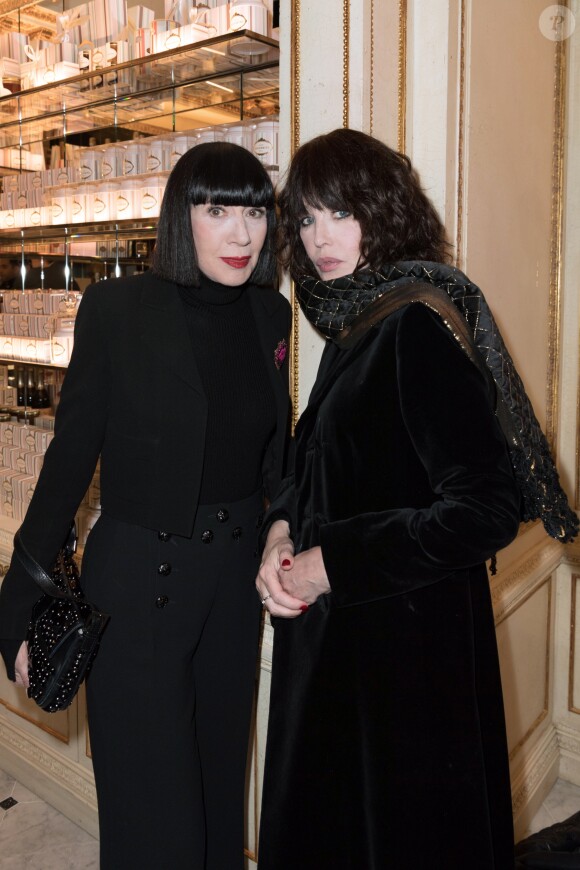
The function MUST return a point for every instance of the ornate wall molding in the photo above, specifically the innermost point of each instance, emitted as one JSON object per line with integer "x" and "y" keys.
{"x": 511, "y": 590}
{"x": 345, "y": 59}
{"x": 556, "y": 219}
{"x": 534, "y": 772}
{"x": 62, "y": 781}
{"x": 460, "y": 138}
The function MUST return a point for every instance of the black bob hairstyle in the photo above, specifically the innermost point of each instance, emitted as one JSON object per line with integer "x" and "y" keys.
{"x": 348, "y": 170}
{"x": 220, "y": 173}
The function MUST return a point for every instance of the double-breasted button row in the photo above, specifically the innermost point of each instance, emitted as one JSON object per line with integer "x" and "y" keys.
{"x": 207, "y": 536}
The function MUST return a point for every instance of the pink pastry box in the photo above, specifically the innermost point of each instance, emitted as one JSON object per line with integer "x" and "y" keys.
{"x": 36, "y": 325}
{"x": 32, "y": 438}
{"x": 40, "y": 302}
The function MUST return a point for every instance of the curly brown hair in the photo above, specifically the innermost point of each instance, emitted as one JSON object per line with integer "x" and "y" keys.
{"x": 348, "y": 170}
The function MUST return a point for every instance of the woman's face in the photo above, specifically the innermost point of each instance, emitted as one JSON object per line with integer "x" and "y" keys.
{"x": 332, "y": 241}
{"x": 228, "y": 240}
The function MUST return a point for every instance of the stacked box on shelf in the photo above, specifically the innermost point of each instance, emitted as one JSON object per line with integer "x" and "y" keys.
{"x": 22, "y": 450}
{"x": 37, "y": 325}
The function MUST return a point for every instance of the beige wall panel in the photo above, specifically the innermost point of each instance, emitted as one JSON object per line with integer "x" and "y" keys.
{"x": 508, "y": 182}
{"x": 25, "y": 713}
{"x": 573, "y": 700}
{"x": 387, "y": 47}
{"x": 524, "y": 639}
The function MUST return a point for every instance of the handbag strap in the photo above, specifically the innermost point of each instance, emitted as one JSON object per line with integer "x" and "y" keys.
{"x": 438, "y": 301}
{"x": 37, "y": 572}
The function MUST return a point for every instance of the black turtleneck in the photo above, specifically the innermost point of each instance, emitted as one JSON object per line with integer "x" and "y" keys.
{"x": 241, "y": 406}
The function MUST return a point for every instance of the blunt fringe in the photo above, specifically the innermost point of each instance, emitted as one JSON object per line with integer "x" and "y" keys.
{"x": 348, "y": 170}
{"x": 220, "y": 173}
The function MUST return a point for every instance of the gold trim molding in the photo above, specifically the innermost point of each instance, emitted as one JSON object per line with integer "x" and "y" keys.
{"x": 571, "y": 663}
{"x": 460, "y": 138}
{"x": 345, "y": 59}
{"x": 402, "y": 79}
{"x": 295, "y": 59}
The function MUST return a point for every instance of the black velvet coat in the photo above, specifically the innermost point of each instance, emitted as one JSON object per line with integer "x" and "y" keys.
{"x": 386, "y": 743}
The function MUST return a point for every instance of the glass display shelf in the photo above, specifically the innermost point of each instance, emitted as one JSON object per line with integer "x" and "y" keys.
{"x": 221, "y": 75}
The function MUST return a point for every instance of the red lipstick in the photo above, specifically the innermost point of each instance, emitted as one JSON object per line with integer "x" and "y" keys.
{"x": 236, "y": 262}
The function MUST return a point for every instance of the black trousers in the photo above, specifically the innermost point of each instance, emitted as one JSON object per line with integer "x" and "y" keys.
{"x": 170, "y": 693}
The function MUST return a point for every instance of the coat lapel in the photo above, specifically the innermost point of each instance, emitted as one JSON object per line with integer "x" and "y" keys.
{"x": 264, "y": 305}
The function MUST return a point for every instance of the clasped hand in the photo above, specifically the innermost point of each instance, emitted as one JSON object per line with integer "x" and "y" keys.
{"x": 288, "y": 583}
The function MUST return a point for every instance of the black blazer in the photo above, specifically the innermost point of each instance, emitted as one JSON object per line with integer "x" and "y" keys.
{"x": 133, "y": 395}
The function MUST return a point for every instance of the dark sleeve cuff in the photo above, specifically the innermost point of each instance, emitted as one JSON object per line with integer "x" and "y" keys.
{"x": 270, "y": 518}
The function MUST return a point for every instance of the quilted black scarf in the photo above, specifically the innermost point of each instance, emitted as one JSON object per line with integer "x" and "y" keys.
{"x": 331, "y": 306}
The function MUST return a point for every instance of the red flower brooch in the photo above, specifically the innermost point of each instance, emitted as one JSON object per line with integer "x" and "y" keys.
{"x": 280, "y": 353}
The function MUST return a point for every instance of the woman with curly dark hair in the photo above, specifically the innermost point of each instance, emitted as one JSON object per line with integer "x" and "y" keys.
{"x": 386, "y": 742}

- _Your instructions_
Only the lines from the one containing "of the dark" through the end of the material should be reproduced, exactly, with both ends included.

- _Task result_
The function MUST return a point for every instance of the dark sleeve cuff in the photo above, specifically the innermost point of each instance, emitted as one JSON object per line with integer "x" and "y" keys.
{"x": 270, "y": 518}
The function MUST return a point for every instance of the quilted black scarf in the photo above, specifically the innermost point of each instance, emitted as one JSON object per line with integer "x" and "y" keys.
{"x": 331, "y": 306}
The function MUST return a point for every instance of the red flower brooch in the photo above, specifically the innermost point of each instance, emitted as one JSON object per line with integer "x" and "y" keys.
{"x": 280, "y": 353}
The function MUST return a point for every instance of the woman with curly dark hair in the photo above, specifically the innermost point of each instance, emitted as one JSON object per line with integer "x" and "y" keys.
{"x": 386, "y": 742}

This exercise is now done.